§ **QUOTED PASSAGE**
Then QL1, 2, 3, etc.

Now SQ, BQ, God knows what else - and what used to be "Machine Gun Course" is now "DP2A"???

Why?


----------



## Jungle (8 Jan 2004)

Some people build their whole career on stuff like that. They change stuff, for the sake of changing stuff; then the "initiative" is noted in buddy‘s PER, and buddy gets a promotion because he is "promoting change". Why have we gone from 3-digit MOC numbers to 5 or 6-digit MOSID ??? Only buddy knows...


----------



## winchable (8 Jan 2004)

Well said Jungle.
Just got in and noticed the Bravo Zulu discussion (I know it‘s a bit after the fact)
But an interesting note, a story that passed around the navy and that I heard for years (Father, uncle; all navy) was that the Zulu was a ship that fought to very last tooth and nail she had left to defeat an overpowering enemy and everyone died etc. but the enemy force was also crippled.

§ **REQUIREMENTS**
1. In the forum thread about renamed military courses, what was the course now called "DP2A" formerly called?
2. Pick up the forum thread about renamed military courses after its last sentence and continue it.
You will not need the data for any of this.

Rows from a box-labeling dataset:
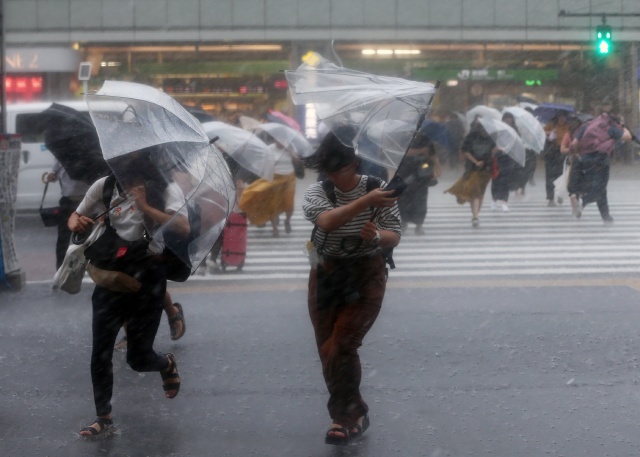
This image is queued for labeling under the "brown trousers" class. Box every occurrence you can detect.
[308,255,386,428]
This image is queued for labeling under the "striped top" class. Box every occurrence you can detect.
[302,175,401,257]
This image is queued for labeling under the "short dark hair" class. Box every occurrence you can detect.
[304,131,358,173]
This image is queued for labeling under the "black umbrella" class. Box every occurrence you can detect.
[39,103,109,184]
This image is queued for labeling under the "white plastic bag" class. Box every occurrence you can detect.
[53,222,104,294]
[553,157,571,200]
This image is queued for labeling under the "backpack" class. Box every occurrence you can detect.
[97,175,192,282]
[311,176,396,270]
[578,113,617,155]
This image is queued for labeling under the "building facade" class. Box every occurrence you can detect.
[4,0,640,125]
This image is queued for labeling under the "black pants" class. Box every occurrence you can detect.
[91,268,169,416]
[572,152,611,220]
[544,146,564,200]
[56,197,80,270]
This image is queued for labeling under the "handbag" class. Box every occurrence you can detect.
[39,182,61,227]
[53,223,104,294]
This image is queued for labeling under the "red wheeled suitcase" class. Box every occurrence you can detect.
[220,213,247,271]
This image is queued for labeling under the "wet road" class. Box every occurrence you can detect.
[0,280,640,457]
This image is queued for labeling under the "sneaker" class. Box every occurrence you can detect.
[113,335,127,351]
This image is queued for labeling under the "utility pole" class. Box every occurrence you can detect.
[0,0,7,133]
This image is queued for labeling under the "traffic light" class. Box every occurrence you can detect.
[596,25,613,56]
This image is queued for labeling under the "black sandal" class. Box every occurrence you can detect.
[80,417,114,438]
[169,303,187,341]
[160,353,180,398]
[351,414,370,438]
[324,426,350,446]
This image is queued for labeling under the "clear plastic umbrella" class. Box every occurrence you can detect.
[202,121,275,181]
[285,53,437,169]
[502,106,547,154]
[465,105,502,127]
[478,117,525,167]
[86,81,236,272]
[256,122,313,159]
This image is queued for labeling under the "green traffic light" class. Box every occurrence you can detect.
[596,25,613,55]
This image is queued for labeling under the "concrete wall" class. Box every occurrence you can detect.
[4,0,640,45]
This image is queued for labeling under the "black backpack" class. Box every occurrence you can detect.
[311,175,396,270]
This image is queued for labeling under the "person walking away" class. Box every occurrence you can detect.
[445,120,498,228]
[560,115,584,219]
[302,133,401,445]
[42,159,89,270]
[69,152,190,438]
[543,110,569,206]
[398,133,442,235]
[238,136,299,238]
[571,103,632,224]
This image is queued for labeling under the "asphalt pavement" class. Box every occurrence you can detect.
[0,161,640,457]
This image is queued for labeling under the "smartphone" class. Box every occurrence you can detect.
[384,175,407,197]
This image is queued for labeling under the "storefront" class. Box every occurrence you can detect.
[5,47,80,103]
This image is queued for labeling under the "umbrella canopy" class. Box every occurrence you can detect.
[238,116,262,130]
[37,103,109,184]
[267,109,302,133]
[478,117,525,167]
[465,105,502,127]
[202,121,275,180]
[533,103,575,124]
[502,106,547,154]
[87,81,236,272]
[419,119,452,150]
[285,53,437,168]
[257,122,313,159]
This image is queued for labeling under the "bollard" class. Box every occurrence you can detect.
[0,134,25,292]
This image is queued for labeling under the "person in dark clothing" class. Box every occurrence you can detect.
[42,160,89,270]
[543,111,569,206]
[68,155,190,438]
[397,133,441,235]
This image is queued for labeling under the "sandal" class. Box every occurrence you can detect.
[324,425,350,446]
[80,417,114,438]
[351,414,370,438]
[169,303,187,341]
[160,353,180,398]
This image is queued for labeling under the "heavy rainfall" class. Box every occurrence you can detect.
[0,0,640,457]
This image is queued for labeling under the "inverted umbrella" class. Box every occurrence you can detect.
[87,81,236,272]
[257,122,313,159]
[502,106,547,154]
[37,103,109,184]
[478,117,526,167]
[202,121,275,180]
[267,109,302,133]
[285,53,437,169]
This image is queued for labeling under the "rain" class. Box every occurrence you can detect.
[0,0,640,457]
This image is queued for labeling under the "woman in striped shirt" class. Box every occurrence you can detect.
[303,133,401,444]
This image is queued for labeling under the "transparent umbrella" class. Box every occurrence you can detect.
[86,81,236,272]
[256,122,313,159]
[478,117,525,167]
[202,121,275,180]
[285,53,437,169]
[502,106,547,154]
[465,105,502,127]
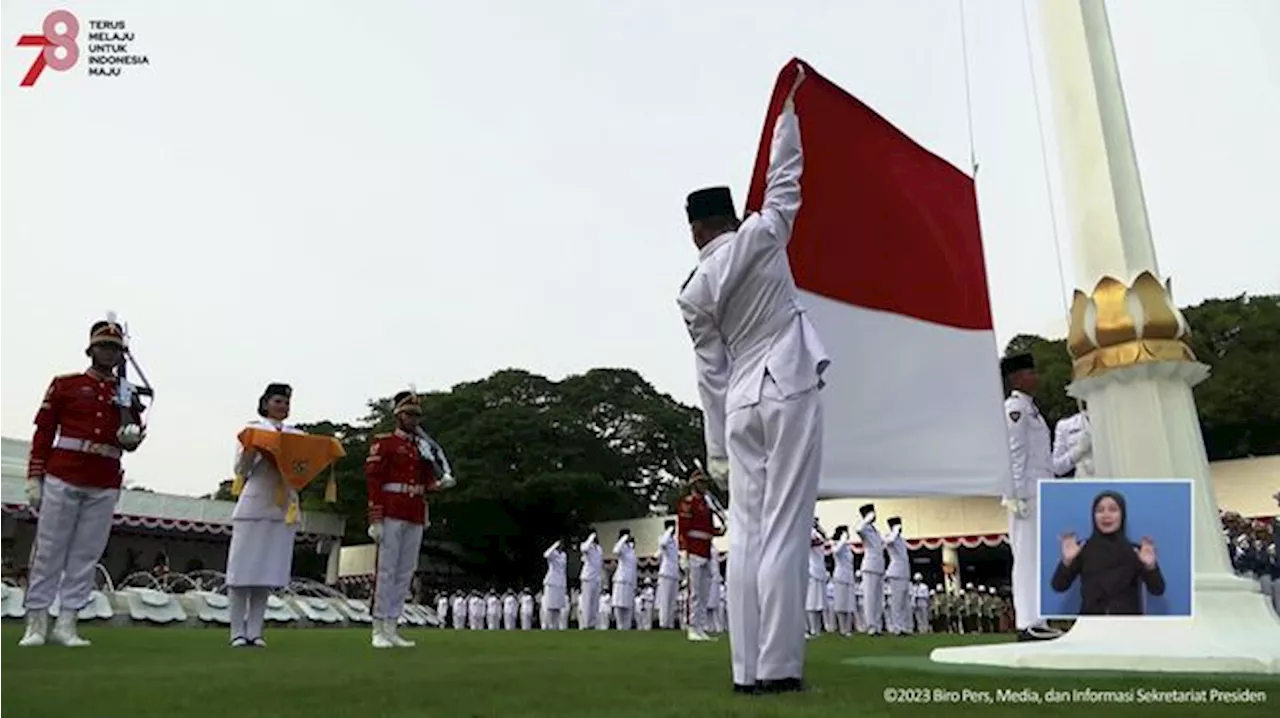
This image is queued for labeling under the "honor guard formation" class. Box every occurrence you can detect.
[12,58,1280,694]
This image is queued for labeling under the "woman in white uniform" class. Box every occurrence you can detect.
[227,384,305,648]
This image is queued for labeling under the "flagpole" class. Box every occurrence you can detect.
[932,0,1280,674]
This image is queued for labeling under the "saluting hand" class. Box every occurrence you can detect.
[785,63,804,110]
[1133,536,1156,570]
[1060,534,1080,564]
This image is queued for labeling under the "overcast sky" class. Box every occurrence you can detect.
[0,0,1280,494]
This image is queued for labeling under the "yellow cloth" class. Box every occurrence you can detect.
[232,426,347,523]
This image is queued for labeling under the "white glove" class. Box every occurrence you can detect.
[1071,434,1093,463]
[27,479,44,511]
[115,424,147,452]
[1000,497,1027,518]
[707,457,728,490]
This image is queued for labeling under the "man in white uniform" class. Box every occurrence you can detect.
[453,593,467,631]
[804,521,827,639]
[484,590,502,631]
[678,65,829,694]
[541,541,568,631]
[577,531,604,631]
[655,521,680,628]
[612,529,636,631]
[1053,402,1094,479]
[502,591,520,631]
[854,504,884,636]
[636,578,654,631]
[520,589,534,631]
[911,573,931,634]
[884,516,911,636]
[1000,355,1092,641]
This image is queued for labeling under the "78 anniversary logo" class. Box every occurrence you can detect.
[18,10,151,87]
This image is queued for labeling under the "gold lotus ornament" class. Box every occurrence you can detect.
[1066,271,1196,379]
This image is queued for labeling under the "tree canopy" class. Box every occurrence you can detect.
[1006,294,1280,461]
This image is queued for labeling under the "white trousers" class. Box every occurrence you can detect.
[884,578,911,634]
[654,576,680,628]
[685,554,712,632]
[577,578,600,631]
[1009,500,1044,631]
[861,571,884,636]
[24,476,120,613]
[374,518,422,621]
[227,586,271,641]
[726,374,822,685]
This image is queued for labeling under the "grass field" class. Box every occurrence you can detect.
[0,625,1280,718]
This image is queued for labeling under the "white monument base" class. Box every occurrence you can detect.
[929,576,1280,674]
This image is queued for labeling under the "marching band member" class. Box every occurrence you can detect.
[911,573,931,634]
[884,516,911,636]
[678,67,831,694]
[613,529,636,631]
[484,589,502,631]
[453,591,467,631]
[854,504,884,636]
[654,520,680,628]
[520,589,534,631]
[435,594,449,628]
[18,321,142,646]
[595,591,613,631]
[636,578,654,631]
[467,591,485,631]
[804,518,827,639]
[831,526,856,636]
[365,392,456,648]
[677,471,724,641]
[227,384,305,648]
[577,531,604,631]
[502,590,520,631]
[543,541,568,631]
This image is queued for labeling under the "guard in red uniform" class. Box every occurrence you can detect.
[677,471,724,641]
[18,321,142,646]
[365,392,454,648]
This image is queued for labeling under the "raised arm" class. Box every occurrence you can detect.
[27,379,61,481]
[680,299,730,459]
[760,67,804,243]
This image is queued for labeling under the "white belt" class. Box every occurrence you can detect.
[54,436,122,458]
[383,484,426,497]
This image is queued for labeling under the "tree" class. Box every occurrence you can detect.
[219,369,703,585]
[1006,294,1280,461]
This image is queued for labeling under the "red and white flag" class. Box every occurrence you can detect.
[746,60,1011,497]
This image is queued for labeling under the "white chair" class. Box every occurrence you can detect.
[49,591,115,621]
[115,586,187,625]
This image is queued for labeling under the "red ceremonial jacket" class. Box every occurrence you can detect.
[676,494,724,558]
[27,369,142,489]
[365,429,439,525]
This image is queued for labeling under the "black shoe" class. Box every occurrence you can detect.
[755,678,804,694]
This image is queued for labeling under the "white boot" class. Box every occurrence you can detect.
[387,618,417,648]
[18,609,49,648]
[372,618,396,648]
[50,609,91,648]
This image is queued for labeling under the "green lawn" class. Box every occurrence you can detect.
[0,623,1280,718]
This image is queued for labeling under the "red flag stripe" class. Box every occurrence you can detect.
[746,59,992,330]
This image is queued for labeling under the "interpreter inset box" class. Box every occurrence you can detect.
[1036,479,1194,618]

§ **THE ANSWERS**
1. It was formerly called the "Machine Gun Course."

2.
After the fact the Fleet Commander said "Bravo Zulu". So the term Bravo Zulu was therefore considered possibly the highest verbal honors that could be conveyed because of its attatchment to this brave ship and crew.

Of course now it would seem that the ship was some mythical story old navy dogs tell their kids when they‘re on shore leave!


----------



## bobbyhill (9 Jan 2004)

There‘s no such thing as stupid questions, just stupid people.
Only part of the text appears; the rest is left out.